### Data entries
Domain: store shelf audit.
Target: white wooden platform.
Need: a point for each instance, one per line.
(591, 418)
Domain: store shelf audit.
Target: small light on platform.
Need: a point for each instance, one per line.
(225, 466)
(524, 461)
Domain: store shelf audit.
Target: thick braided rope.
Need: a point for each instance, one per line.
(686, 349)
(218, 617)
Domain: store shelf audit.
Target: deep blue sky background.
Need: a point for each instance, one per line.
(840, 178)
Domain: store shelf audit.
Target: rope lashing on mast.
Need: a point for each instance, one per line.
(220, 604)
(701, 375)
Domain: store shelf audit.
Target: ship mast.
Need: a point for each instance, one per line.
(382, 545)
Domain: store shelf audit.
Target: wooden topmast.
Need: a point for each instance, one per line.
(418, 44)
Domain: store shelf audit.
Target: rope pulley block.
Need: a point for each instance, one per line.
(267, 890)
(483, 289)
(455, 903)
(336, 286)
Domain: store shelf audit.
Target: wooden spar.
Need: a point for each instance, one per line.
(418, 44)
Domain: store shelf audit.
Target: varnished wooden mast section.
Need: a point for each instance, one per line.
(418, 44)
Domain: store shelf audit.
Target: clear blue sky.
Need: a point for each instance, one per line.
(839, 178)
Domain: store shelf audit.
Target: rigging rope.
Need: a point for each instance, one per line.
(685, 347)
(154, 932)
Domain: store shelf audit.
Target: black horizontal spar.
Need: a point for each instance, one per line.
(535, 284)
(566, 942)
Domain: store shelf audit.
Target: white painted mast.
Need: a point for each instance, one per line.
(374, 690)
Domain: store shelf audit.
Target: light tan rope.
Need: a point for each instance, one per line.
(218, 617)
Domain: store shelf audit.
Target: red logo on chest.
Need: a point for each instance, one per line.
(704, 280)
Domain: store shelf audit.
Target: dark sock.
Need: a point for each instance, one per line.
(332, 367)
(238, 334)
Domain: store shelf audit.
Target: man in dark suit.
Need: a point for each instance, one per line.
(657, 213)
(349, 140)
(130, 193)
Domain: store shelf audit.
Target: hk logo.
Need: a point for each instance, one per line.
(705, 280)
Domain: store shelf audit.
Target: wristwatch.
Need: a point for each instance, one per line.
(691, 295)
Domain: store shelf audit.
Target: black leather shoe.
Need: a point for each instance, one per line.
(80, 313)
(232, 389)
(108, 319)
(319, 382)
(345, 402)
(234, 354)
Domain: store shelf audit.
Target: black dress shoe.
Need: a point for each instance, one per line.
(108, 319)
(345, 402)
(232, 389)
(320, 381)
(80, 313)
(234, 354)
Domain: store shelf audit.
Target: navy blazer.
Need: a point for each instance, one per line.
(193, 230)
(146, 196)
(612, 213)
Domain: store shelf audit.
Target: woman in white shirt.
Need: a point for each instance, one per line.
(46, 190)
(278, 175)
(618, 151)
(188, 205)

### Short problem
State how many lines of the items above contain the word "dark". Give only the number.

### Solution to the exercise
2